## Supplied data
* * * * * * * * *

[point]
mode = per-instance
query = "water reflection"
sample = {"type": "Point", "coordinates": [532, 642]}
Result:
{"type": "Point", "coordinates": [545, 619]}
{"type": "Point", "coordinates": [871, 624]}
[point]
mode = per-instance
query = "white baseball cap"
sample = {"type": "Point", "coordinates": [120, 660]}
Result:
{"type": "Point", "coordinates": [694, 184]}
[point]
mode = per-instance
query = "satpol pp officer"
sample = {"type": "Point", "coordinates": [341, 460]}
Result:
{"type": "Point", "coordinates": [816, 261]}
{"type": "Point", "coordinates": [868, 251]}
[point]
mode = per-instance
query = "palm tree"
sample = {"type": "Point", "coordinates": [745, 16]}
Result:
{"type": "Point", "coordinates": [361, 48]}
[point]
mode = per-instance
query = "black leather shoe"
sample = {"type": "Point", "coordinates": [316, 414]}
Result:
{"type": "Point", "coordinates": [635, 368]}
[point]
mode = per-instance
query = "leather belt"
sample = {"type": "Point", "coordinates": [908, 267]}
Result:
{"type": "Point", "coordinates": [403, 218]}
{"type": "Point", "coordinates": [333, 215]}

* * * * * * * * *

## Directive
Can you copy all of the data above line for line, with no changes?

## Written answer
[point]
mode = per-instance
query = "water reflection"
sample = {"type": "Point", "coordinates": [532, 642]}
Result:
{"type": "Point", "coordinates": [545, 619]}
{"type": "Point", "coordinates": [871, 624]}
[point]
mode = per-instance
query = "white baseball cap"
sample = {"type": "Point", "coordinates": [120, 660]}
Result:
{"type": "Point", "coordinates": [694, 184]}
[point]
mode = per-instance
query = "satpol pp officer"
sample = {"type": "Point", "coordinates": [341, 460]}
Result:
{"type": "Point", "coordinates": [816, 261]}
{"type": "Point", "coordinates": [868, 251]}
[point]
mode = per-instance
query = "palm tree"
sample = {"type": "Point", "coordinates": [745, 16]}
Result:
{"type": "Point", "coordinates": [361, 48]}
[point]
mode = per-instance
query = "black leather shoe"
sample = {"type": "Point", "coordinates": [316, 414]}
Result:
{"type": "Point", "coordinates": [635, 368]}
[point]
mode = per-instance
query = "leather belt"
sample = {"type": "Point", "coordinates": [908, 267]}
Result:
{"type": "Point", "coordinates": [403, 218]}
{"type": "Point", "coordinates": [333, 215]}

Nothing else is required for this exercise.